--- Problem statement ---
Could you copy every one of the lines below verbatim, character for character, with nothing added or changed?

══ Data supplied

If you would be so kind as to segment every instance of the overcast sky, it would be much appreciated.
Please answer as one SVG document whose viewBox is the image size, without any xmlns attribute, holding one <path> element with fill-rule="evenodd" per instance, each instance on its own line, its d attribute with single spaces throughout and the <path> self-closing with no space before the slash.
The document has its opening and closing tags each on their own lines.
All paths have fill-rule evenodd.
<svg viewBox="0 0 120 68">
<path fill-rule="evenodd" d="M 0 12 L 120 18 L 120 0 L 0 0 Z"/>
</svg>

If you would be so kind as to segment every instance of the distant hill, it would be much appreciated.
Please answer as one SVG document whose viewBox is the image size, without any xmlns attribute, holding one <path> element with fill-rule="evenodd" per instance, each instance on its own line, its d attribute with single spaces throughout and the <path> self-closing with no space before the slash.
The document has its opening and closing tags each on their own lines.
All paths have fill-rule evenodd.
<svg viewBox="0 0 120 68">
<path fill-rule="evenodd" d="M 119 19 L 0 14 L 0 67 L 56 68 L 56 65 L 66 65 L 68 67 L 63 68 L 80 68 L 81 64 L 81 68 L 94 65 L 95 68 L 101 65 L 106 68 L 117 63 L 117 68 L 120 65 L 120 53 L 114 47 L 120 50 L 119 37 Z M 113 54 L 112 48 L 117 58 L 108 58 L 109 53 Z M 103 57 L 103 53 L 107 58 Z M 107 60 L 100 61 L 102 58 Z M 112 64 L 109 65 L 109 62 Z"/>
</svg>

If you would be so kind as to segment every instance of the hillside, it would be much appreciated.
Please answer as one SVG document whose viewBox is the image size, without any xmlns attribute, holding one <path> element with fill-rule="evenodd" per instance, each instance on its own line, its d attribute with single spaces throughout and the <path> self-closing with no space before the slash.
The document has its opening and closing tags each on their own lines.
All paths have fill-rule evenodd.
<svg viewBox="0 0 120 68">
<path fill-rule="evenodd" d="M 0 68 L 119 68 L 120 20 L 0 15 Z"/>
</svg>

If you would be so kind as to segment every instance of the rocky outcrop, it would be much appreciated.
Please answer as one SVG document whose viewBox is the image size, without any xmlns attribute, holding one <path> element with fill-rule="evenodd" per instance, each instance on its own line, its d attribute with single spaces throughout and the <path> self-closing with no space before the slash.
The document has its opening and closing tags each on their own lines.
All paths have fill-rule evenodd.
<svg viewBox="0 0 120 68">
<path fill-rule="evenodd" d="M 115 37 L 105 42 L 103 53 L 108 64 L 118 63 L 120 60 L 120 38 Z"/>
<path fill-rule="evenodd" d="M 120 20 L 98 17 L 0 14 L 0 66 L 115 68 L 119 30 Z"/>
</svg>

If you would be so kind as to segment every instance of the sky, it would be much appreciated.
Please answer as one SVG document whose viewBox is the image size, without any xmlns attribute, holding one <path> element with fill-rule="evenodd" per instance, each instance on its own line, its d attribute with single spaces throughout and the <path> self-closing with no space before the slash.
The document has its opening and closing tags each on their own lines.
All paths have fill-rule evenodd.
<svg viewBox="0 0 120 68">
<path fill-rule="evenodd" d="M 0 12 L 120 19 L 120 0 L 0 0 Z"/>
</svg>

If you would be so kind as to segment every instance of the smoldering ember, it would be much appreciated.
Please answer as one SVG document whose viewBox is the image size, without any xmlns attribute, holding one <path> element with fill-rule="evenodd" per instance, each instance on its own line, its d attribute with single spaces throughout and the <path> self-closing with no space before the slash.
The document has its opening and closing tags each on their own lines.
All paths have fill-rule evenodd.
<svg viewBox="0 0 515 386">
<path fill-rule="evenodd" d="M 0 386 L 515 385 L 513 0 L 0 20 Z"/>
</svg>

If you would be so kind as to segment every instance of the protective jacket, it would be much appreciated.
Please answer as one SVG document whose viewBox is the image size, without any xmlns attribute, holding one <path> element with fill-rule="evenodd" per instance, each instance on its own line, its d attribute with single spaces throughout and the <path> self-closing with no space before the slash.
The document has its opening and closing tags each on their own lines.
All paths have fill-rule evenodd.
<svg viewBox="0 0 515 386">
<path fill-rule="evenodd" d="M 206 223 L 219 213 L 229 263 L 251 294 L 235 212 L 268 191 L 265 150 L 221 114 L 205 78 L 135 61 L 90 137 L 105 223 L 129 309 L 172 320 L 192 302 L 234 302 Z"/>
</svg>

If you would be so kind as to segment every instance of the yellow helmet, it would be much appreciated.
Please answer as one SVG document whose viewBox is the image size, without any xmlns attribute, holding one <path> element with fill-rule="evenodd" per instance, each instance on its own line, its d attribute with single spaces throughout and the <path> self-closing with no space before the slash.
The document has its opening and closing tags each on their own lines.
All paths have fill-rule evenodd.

════

--- Response to the exercise ---
If you would be so kind as to segment every instance of the overcast sky, it would be much appreciated.
Please answer as one SVG document whose viewBox is the image size, without any xmlns attribute, holding one <path> element with fill-rule="evenodd" per instance, each instance on its own line, its d attribute with single spaces throughout and the <path> self-closing with no space before the slash.
The document has its opening and closing tags each on their own lines.
All paths have fill-rule evenodd.
<svg viewBox="0 0 120 68">
<path fill-rule="evenodd" d="M 0 12 L 120 18 L 120 0 L 0 0 Z"/>
</svg>

If you would be so kind as to segment every instance of the distant hill, it would be much appreciated.
Please answer as one SVG document whose viewBox is the image size, without any xmlns attribute, holding one <path> element with fill-rule="evenodd" per instance, each instance on its own line, its d attribute with single spaces throughout and the <path> self-closing with no space before the slash.
The document has its opening and closing tags each on their own lines.
All paths have fill-rule evenodd.
<svg viewBox="0 0 120 68">
<path fill-rule="evenodd" d="M 119 19 L 0 14 L 0 67 L 56 68 L 56 65 L 66 65 L 68 67 L 63 68 L 80 68 L 81 64 L 81 68 L 94 65 L 95 68 L 101 65 L 106 68 L 117 63 L 117 68 L 120 65 L 120 53 L 114 47 L 120 50 L 119 37 Z M 113 54 L 112 48 L 117 58 L 108 58 L 109 53 Z M 103 57 L 103 53 L 107 58 Z M 107 60 L 100 61 L 102 58 Z M 112 64 L 109 65 L 109 62 Z"/>
</svg>

If you would be so kind as to segment every instance of the hillside, it would be much appreciated.
Please answer as one SVG document whose viewBox is the image size, without any xmlns attribute, holding one <path> element with fill-rule="evenodd" per instance, each instance on its own line, its d attribute with single spaces throughout and the <path> self-closing with no space before the slash.
The document has its opening and closing tags each on their own lines.
All paths have fill-rule evenodd.
<svg viewBox="0 0 120 68">
<path fill-rule="evenodd" d="M 0 68 L 119 68 L 120 20 L 0 15 Z"/>
</svg>

If you would be so kind as to segment every instance of the rocky outcrop, it would be much appreciated.
Please answer as one SVG document whose viewBox is the image size, without any xmlns attribute, holding one <path> element with fill-rule="evenodd" per instance, each instance on its own line, its d attribute with single spaces throughout and the <path> self-closing with no space before the slash.
The document has its opening and closing tags each on their own lines.
All paths have fill-rule evenodd.
<svg viewBox="0 0 120 68">
<path fill-rule="evenodd" d="M 115 37 L 105 42 L 103 53 L 108 64 L 118 63 L 120 60 L 120 38 Z"/>
<path fill-rule="evenodd" d="M 120 20 L 98 17 L 0 14 L 0 66 L 115 68 L 119 30 Z"/>
</svg>

If you would be so kind as to segment every instance of the sky, it would be much appreciated.
Please answer as one SVG document whose viewBox is the image size, without any xmlns attribute, holding one <path> element with fill-rule="evenodd" per instance, each instance on its own line, its d attribute with single spaces throughout and the <path> self-closing with no space before the slash.
The document has its opening and closing tags each on their own lines.
All paths have fill-rule evenodd.
<svg viewBox="0 0 120 68">
<path fill-rule="evenodd" d="M 0 12 L 120 19 L 120 0 L 0 0 Z"/>
</svg>

If you would be so kind as to segment every instance of the smoldering ember, it would be much appreciated.
Please answer as one SVG document whose viewBox is the image size, without any xmlns attribute, holding one <path> element with fill-rule="evenodd" per instance, each instance on its own line, its d attribute with single spaces throughout and the <path> self-closing with no space before the slash.
The document has its opening and closing tags each on their own lines.
All paths have fill-rule evenodd.
<svg viewBox="0 0 515 386">
<path fill-rule="evenodd" d="M 0 386 L 515 385 L 513 0 L 0 20 Z"/>
</svg>

If you would be so kind as to segment every instance of the protective jacket, it would be much appreciated.
Please answer as one SVG document whose viewBox is the image size, without any xmlns attribute, holding one <path> element with fill-rule="evenodd" per instance, each instance on its own line, its d attribute with single spaces throughout and the <path> self-closing with no space before the slash.
The document has its opening and closing tags each on their own lines.
All paths have fill-rule evenodd.
<svg viewBox="0 0 515 386">
<path fill-rule="evenodd" d="M 206 223 L 219 213 L 229 263 L 251 294 L 235 212 L 268 191 L 265 150 L 221 114 L 205 78 L 135 61 L 90 137 L 105 223 L 129 309 L 172 320 L 192 302 L 234 302 Z"/>
</svg>

If you would be so kind as to segment every instance of the yellow helmet, it would be much appreciated.
Please answer as one SVG document whose viewBox is the image size, without any xmlns attribute, holding one <path> element with fill-rule="evenodd" per instance, each instance on its own line, its d attribute with single spaces throughout and the <path> self-closing with no space before the slash.
The document has its opening and closing tags each on their own lines.
All paths have fill-rule evenodd.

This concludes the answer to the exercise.